# Position identification records:
.....

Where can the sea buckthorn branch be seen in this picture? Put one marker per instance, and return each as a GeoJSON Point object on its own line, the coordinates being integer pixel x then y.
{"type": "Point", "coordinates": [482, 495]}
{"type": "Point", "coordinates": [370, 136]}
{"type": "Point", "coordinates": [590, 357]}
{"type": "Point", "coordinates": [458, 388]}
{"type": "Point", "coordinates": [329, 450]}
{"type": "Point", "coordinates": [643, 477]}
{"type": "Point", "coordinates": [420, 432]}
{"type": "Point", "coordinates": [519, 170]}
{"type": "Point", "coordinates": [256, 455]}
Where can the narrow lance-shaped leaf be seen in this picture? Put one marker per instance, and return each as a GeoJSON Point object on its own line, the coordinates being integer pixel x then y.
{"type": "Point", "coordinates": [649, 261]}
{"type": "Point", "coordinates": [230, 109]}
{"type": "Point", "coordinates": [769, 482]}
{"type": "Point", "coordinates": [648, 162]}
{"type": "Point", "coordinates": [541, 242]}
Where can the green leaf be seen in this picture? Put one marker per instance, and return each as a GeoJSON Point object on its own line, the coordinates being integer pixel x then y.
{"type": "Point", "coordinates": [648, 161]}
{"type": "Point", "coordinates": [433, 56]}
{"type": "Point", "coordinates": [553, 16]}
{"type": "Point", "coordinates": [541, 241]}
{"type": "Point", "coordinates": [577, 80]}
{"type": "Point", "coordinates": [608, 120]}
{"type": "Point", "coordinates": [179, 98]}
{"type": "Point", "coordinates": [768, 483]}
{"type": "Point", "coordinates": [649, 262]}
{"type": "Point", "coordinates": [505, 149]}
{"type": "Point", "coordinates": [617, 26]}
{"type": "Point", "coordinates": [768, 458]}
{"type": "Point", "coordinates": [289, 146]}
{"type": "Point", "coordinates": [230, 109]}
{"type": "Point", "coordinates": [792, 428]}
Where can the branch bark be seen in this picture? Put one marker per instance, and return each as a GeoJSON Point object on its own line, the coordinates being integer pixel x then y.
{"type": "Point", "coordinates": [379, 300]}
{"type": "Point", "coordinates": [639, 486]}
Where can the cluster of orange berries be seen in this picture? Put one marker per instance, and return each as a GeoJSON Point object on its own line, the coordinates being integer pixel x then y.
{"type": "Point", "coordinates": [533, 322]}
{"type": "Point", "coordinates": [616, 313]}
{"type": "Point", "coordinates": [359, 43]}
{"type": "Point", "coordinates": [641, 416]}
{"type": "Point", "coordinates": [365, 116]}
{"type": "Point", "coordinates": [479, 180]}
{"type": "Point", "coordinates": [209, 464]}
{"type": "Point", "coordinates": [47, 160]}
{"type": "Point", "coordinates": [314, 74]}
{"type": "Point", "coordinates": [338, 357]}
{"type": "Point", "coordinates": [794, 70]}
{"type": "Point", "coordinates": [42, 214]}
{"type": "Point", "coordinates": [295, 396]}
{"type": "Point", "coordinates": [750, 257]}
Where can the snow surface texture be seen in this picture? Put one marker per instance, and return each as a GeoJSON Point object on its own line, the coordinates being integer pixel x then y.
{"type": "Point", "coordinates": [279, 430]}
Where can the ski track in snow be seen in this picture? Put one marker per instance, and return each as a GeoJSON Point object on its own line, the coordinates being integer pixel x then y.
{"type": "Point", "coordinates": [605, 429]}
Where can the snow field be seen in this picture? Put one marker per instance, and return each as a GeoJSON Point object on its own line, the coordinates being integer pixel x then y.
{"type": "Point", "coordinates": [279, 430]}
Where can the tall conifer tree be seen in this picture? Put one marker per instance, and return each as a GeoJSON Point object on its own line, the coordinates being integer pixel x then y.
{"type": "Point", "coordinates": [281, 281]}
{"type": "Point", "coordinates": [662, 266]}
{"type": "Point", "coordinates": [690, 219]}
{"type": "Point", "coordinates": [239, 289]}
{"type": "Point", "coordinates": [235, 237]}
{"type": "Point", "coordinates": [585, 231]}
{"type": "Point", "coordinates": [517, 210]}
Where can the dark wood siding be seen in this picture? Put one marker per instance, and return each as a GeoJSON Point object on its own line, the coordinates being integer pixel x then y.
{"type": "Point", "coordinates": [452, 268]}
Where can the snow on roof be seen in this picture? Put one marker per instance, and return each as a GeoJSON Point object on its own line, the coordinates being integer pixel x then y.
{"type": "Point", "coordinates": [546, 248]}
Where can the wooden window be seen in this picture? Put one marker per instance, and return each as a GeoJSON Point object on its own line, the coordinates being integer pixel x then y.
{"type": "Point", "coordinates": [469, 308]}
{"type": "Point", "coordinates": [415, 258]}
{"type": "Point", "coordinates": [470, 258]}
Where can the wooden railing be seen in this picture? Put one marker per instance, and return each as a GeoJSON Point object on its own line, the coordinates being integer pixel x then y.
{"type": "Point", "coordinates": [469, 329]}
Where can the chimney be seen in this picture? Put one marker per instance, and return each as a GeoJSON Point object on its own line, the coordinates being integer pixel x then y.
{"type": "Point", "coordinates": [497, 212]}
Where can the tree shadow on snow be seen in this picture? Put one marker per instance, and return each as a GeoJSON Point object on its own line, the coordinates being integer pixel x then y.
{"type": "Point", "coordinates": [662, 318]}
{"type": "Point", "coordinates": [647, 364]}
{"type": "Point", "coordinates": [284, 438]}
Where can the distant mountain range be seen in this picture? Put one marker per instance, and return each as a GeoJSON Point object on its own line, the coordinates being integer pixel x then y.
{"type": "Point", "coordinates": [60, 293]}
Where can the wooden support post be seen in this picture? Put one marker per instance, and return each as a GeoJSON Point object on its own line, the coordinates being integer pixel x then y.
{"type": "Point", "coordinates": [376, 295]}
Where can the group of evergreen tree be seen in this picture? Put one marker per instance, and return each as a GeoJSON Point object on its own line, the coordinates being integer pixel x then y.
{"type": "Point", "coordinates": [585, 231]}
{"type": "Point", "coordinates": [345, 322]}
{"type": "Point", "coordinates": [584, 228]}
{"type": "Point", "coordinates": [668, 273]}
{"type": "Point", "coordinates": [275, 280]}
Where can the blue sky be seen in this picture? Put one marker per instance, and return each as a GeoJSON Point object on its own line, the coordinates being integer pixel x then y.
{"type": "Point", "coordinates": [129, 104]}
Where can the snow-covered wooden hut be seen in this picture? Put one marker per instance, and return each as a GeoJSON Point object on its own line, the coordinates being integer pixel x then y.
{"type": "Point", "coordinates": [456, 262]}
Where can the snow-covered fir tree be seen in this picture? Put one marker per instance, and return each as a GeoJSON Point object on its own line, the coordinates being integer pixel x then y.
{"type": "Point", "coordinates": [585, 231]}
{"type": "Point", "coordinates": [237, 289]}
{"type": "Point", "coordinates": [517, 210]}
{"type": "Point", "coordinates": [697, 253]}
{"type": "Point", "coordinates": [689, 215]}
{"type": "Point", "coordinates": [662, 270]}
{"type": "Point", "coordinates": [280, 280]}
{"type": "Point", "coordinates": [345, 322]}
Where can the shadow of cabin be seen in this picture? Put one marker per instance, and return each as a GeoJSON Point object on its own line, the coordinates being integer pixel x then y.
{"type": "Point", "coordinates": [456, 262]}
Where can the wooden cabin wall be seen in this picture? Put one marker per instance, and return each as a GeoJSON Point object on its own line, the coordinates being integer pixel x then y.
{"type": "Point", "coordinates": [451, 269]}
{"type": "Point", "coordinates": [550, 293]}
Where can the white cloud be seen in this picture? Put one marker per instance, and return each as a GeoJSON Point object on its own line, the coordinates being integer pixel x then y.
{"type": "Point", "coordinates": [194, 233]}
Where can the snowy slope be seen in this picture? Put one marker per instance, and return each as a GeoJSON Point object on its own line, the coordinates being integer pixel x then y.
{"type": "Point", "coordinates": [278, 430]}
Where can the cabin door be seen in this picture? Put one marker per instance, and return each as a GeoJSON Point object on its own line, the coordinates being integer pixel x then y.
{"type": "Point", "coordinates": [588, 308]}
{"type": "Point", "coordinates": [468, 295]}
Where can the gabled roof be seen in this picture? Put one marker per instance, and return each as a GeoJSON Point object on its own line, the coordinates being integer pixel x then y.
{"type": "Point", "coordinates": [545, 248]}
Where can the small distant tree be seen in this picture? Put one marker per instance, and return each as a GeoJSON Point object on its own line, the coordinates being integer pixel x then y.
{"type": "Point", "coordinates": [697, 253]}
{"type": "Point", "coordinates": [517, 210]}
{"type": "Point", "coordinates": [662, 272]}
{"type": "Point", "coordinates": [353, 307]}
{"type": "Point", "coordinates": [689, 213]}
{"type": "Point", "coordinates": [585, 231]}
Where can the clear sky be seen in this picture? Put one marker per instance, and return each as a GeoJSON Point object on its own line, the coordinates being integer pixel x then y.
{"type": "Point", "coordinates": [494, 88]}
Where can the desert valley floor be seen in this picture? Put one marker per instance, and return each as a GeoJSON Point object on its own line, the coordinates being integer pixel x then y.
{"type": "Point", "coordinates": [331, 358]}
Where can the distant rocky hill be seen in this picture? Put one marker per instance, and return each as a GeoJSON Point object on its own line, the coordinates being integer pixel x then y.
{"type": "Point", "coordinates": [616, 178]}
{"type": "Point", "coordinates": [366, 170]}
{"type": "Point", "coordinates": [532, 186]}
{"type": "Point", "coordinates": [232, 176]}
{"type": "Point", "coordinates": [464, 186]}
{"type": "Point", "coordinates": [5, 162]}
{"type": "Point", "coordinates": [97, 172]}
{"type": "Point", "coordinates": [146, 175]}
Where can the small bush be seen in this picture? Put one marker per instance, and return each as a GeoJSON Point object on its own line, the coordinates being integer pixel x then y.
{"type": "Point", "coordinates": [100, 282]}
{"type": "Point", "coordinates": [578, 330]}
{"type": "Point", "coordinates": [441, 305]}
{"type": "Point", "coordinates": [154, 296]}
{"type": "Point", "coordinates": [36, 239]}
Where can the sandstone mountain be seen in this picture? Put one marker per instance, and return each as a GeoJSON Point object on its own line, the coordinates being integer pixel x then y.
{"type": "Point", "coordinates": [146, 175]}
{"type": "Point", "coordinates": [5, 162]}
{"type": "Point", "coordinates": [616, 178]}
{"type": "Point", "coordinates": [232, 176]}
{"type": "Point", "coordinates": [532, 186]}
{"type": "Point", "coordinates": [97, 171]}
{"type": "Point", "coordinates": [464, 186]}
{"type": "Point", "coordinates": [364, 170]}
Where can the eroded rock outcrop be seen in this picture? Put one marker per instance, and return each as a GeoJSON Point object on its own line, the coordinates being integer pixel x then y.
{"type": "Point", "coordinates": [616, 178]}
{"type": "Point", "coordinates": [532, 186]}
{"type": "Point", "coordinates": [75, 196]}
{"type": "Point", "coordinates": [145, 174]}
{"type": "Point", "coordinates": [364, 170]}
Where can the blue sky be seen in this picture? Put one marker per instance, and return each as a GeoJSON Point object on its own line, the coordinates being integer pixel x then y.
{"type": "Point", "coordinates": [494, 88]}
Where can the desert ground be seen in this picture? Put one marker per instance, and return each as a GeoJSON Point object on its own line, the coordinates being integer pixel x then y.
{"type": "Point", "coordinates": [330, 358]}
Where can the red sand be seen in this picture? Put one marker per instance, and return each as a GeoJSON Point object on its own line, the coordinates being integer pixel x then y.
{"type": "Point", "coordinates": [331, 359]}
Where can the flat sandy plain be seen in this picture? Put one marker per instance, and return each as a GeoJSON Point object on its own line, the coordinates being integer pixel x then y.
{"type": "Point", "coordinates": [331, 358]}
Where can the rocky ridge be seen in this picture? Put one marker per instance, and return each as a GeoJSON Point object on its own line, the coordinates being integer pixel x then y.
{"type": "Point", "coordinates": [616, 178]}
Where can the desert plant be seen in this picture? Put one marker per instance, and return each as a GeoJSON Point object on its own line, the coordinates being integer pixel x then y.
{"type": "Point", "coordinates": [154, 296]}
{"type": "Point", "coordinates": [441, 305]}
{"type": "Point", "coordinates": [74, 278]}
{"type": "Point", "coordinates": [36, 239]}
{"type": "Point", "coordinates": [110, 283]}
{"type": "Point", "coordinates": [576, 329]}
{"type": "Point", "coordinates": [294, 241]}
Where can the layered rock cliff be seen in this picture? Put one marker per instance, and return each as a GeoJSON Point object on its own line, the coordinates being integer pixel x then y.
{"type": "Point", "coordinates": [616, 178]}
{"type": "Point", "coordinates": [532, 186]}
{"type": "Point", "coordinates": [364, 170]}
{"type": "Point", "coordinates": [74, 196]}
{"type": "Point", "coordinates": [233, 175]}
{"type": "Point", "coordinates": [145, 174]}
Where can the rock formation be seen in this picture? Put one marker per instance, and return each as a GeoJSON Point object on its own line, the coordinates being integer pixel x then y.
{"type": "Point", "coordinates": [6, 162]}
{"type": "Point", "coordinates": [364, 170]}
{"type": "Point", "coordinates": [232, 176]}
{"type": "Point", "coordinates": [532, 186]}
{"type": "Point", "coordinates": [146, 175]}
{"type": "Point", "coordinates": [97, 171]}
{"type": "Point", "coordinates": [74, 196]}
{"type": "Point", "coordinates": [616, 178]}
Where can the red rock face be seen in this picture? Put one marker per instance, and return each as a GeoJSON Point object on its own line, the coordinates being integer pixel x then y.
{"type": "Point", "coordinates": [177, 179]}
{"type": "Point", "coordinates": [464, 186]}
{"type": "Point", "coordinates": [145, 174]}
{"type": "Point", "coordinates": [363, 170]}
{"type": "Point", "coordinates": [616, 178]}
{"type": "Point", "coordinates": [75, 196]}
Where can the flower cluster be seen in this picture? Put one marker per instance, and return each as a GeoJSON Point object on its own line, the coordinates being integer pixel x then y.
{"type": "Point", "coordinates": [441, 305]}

.....

# WHAT TO WORK ON:
Copy exactly the lines from the one containing "Where can the layered" through the last line of the records, both included, and nothing else.

# SOLUTION FOR THIS EXERCISE:
Where can the layered rock cliff be seen in this picture? Put one marker per instance, and return each as a GeoJSON Point object on its own line, the coordinates being integer pixel x then y.
{"type": "Point", "coordinates": [616, 178]}
{"type": "Point", "coordinates": [532, 186]}
{"type": "Point", "coordinates": [364, 170]}
{"type": "Point", "coordinates": [74, 196]}
{"type": "Point", "coordinates": [233, 175]}
{"type": "Point", "coordinates": [145, 174]}
Where can the rock formation be seen in this picture? Put one marker per instance, and return each as a GeoJSON Point object on its own line, the coordinates being integer pixel x then y.
{"type": "Point", "coordinates": [6, 162]}
{"type": "Point", "coordinates": [364, 170]}
{"type": "Point", "coordinates": [232, 176]}
{"type": "Point", "coordinates": [532, 186]}
{"type": "Point", "coordinates": [146, 175]}
{"type": "Point", "coordinates": [97, 171]}
{"type": "Point", "coordinates": [74, 196]}
{"type": "Point", "coordinates": [616, 178]}
Where can the red rock face be seen in this picture? Put one marker per instance, and return each as a GeoJSON Point object on its own line, the coordinates being integer pixel x then y.
{"type": "Point", "coordinates": [177, 179]}
{"type": "Point", "coordinates": [464, 186]}
{"type": "Point", "coordinates": [145, 174]}
{"type": "Point", "coordinates": [363, 170]}
{"type": "Point", "coordinates": [616, 178]}
{"type": "Point", "coordinates": [75, 196]}
Where can the flower cluster be seen in this picture? Put one marker per instance, and return each as a GeoJSON Point object on its own line, the coordinates being integer pixel x then y.
{"type": "Point", "coordinates": [441, 305]}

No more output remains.